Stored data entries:

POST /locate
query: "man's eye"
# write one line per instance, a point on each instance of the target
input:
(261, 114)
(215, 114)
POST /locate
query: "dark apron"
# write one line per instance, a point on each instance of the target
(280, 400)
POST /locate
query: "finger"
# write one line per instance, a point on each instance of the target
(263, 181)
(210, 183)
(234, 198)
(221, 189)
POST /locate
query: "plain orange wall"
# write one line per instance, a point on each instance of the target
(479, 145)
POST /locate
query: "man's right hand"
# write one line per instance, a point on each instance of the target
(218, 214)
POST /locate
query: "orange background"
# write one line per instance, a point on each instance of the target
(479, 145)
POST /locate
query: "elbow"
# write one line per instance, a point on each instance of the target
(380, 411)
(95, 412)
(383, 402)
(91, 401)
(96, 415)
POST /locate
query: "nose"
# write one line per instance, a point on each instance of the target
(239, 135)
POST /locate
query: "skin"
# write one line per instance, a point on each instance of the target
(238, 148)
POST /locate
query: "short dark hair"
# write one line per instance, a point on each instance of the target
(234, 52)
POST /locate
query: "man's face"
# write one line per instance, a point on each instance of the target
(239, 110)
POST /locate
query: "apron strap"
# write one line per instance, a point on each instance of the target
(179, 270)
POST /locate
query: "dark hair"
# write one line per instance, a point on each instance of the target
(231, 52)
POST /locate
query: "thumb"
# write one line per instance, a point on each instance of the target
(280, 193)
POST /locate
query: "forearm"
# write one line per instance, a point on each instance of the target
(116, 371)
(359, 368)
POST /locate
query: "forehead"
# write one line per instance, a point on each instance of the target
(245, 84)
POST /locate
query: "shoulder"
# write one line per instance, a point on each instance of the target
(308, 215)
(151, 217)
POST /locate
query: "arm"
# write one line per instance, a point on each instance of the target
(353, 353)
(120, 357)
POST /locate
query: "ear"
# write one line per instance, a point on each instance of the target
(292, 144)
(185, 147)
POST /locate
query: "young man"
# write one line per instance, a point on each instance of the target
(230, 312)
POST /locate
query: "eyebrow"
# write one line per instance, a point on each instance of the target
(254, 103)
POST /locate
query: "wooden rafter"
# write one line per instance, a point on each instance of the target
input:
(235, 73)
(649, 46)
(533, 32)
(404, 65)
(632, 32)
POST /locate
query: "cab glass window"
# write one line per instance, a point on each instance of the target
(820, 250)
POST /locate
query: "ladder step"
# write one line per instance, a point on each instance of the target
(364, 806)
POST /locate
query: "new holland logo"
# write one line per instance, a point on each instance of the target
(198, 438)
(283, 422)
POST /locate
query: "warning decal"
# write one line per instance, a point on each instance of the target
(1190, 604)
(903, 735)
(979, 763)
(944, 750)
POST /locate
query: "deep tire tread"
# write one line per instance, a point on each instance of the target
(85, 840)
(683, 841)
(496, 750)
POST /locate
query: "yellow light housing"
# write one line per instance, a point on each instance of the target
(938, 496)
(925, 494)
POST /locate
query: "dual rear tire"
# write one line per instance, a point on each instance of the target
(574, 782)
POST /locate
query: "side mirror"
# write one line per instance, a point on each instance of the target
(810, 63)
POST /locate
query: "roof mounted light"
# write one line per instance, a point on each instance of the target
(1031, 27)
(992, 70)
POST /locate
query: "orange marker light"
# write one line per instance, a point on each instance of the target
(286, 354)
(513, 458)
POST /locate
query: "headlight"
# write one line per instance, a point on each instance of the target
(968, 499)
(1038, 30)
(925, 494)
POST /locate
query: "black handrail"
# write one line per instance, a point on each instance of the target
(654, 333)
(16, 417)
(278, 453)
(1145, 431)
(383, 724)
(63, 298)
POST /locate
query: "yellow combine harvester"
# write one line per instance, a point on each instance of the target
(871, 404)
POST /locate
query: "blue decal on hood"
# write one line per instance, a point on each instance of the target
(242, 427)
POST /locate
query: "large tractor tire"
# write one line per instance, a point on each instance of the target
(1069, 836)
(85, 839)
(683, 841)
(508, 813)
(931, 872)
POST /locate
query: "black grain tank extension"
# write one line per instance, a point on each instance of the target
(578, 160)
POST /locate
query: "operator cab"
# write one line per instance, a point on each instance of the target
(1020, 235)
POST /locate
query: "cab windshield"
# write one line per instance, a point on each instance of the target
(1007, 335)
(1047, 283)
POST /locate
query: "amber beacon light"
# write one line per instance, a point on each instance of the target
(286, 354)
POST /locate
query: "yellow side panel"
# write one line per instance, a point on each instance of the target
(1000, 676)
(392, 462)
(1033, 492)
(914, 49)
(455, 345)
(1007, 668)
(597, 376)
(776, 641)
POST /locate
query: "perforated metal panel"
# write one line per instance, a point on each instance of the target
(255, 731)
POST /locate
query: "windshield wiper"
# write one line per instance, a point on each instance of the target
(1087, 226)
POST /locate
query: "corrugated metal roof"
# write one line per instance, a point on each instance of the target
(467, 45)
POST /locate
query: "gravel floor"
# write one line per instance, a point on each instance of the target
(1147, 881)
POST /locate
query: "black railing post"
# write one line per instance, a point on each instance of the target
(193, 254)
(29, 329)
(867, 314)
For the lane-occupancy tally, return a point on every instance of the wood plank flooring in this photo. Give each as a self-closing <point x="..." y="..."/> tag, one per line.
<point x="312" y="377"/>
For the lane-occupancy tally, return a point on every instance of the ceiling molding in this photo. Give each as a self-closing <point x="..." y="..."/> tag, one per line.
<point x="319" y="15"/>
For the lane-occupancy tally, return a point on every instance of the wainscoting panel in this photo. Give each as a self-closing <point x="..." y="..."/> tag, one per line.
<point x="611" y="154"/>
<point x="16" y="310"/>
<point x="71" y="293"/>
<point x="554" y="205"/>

WHAT YOU ARE ASKED TO DO >> Copy down every record, keeping each one exact.

YOUR RESPONSE >>
POST /locate
query: "man's eye"
# write one line per instance, a point on each instance of the target
input:
(261, 114)
(215, 114)
POST /locate
query: "dark apron"
# write one line per instance, a point on each instance of the target
(280, 400)
POST /locate
query: "finger"
# write one line per instance, a point on each instance of the target
(263, 181)
(210, 183)
(234, 198)
(221, 189)
POST /locate
query: "plain orange wall"
# write one line per instance, a point on each instance of the target
(479, 145)
POST /locate
query: "man's right hand"
# write one line per instance, a point on each instance of the target
(218, 214)
POST /locate
query: "orange background"
# write one line per instance, a point on each instance of the target
(479, 145)
POST /locate
query: "elbow"
# write one line per instance, a point on each instance of the target
(380, 411)
(95, 412)
(383, 402)
(91, 401)
(96, 415)
POST /locate
query: "nose"
# write one line per instance, a point on each instance of the target
(239, 135)
POST /locate
query: "skin"
# write one line per instance, a point on each instance of the target
(238, 148)
POST /locate
query: "short dark hair"
# write one line per instance, a point on each instance of the target
(234, 52)
POST /locate
query: "man's face"
# write one line per instance, a point on each instance of the target
(239, 110)
POST /locate
query: "apron strap"
# write one line per instance, a point on each instance of the target
(179, 270)
POST /locate
query: "dark hair"
# write one line per instance, a point on each instance of the target
(231, 52)
POST /locate
query: "thumb"
# write one line per instance, a point on each instance of the target
(280, 193)
POST /locate
query: "forearm"
# write one line per instance, a point on each instance of the target
(116, 371)
(359, 368)
POST /locate
query: "forehead"
# write one line per instance, a point on each instance of the target
(245, 84)
POST /locate
query: "shoulder"
# write one line per instance, a point on each instance of the target
(308, 215)
(151, 217)
POST /locate
query: "arm"
# write one line per instance, a point on each instance of the target
(353, 353)
(120, 357)
POST /locate
query: "ear"
# write one line per instance, a point on each instance of the target
(292, 144)
(185, 147)
POST /locate
query: "young man"
# write one line per instance, a point on each instance of the target
(230, 312)
POST /locate
query: "eyebrow"
# write one line per instance, a point on each instance of the target
(254, 103)
POST /locate
query: "wooden rafter"
# write one line per instance, a point on each instance of the target
input:
(235, 73)
(649, 46)
(533, 32)
(404, 65)
(632, 32)
POST /locate
query: "cab glass window"
# write one line per instance, a point on each instance of the target
(820, 250)
POST /locate
query: "ladder step"
# write one line per instance, a point on each instance of the target
(364, 806)
POST /locate
query: "new holland logo"
# write one line per instance, a point on each instance of the target
(198, 438)
(283, 422)
POST /locate
query: "warning decal"
# write one line per instance, a point on each instance of the target
(1190, 604)
(903, 735)
(979, 763)
(944, 750)
POST /locate
query: "deep tire tread"
# write one line per instance, a point on each instance of the target
(85, 840)
(683, 841)
(496, 750)
POST /locate
query: "yellow light housing"
# write one line per instance, a point on each instance of the target
(938, 496)
(925, 494)
POST /locate
query: "dual rear tire"
# write one line per instance, a point on each instance of the target
(574, 782)
POST /locate
query: "side mirror"
# write one line per instance, a point on each instance of the target
(810, 63)
POST /locate
query: "roof mounted light"
# write one line per instance, a point on each instance of the target
(1031, 27)
(992, 70)
POST /locate
query: "orange marker light"
# write one line per instance, a point on each instance of the target
(286, 354)
(513, 458)
POST /locate
query: "headlight"
# write one line per instance, a point on each instance of the target
(968, 499)
(1038, 30)
(925, 494)
POST /locate
query: "black handrail"
# write one line per instance, a point on each instance of the target
(654, 333)
(16, 417)
(278, 453)
(1145, 431)
(383, 724)
(63, 298)
POST /locate
query: "yellow combine harvester"
# write one line per instance, a point on each instance of the target
(871, 404)
POST /locate
query: "blue decal on hood"
# write one line per instance, a point on each instance of the target
(242, 427)
POST /locate
query: "large tractor tire"
# write one line per instance, a point on each instance of the target
(1069, 836)
(85, 839)
(683, 841)
(508, 813)
(931, 872)
POST /locate
query: "black grain tank extension"
# write one line per instance, a point on each instance of the target
(578, 160)
POST /locate
query: "operator cab"
# write one line per instance, a point on each instance of the target
(1020, 235)
POST /locate
query: "cab windshield"
# write one line per instance, a point on each instance of the target
(1007, 335)
(1047, 283)
POST /locate
query: "amber beacon light"
# write one line per instance, a point on each instance of the target
(286, 354)
POST /locate
query: "yellow side panel"
# write one line per instance, a point on each instance of the target
(1000, 676)
(392, 462)
(1033, 492)
(914, 49)
(455, 345)
(1007, 668)
(597, 376)
(776, 641)
POST /locate
query: "perforated metal panel"
# write one line per instance, a point on each instance of the target
(255, 731)
POST /locate
query: "windshield wiper"
# write one line per instance, a point on each instance of the target
(1087, 226)
POST /locate
query: "corrugated metal roof"
# write one line per instance, a point on each instance of the target
(467, 45)
POST /locate
query: "gravel floor"
# write one line per instance, a point on each instance of the target
(1147, 881)
POST /locate
query: "black railing post"
# write one line per instance, a point on each instance of the target
(193, 254)
(29, 329)
(867, 314)
For the lane-occupancy tally, return a point on every instance of the wood plank flooring in this photo. Give each as a self-closing <point x="..." y="..."/> tag, one per line.
<point x="312" y="377"/>
For the lane-occupancy tally, return a point on every instance of the ceiling molding in this photo. Give each as a self-closing <point x="..." y="..."/> tag, one per line.
<point x="319" y="15"/>
For the lane-occupancy tally, return a point on every instance of the wainscoting panel in this photo. Give each as a self-closing <point x="..." y="..."/> tag, one per line.
<point x="611" y="154"/>
<point x="16" y="310"/>
<point x="71" y="293"/>
<point x="554" y="205"/>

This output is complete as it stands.